**Task details:**
The records below must be duplicated exactly, character for character.

**Working data:**
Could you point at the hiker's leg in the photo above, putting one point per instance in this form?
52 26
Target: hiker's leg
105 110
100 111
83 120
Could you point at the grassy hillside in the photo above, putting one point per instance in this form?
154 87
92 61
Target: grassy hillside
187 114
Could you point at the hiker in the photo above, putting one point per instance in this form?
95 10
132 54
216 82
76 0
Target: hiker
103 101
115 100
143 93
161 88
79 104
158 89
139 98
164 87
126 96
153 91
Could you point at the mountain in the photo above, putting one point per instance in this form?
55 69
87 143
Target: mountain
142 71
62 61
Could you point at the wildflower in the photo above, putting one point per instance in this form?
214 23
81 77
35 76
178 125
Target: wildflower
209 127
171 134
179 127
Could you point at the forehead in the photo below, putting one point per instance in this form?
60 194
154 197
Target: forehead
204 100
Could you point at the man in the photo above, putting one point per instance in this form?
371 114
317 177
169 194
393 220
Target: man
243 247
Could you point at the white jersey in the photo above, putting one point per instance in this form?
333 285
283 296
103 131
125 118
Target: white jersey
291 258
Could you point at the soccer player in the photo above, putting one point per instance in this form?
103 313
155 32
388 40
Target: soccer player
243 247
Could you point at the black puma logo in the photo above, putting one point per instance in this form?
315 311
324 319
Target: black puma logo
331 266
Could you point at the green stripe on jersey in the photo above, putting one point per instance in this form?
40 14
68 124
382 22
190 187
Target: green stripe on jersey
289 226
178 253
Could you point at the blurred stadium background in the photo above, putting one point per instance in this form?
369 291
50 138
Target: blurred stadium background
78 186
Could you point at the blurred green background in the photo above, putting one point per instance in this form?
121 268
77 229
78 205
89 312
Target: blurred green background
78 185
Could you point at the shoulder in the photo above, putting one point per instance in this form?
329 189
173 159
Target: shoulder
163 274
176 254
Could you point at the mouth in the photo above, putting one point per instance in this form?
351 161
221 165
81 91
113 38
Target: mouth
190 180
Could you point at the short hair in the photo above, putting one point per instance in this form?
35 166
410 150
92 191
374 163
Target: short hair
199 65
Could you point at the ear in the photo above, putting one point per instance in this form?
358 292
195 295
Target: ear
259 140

**Result for this exercise:**
Could you point at the hiker's leg in the photo above, putting one point per instance in this form?
52 26
Target: hiker's leg
105 110
100 111
83 120
Could you point at the grassy hillside in the photo above, putting one point per instance in this form?
154 87
92 61
Target: grassy hillside
187 114
Could you point at the hiker in the photo above, putting one point per instance in this form?
95 10
132 54
216 82
76 0
Target: hiker
103 101
115 100
143 93
161 88
79 104
158 89
139 98
164 87
126 96
153 91
Could you point at the mountain in the photo above, putting one point per instance in this form?
55 69
87 143
Target: mountain
142 71
62 61
Could you point at the wildflower in the photo above, putting one point per instance in this form?
214 23
81 77
35 76
178 125
Target: wildflower
209 127
171 134
179 127
Could you point at the forehead in the photo below, putting one point per instance in this form?
60 194
154 197
Target: forehead
204 100
Could you point at the man in the photo above, putting one point per instance in this form?
371 114
317 177
169 194
393 220
Target: man
243 247
Could you point at the white jersey in the photo above, putting one point per instance in this form?
333 285
283 296
103 131
125 118
Target: white jersey
291 258
Could you point at the soccer player in the photo above, putting one point per instance in this form?
103 313
155 32
388 40
Target: soccer player
243 247
Could you point at the black puma logo in the photo above, putting one point per instance in this form?
315 311
324 319
Target: black puma logo
331 266
Could you point at the green stripe on jersey in the photo above, putting one point per instance in this form?
40 14
68 124
382 22
190 187
Target: green stripe on jersey
289 226
178 253
Could you point at the blurred stadium background in the photo above, putting one point per instance in this form?
369 291
50 138
Target: blurred stadium background
78 186
Could you point at the blurred green background in the photo above, putting one point per instance in this form?
121 268
77 229
78 205
89 312
Target: blurred green background
78 185
Could you point at the shoulder in the photo above, putting one point per instance in this form?
329 189
173 159
Target: shoulder
163 274
176 254
Could you point at the mouth in the photo above, putting one point per instance in this form?
351 161
221 165
81 91
113 38
Target: mouth
190 180
Could you point at the short hair in the photo above, putting one point per instance in this form?
35 166
410 150
92 191
374 163
Target: short hair
199 65
Could you point at the ear in the photo above, putting one point per instance in this form?
358 292
195 295
Target: ear
259 140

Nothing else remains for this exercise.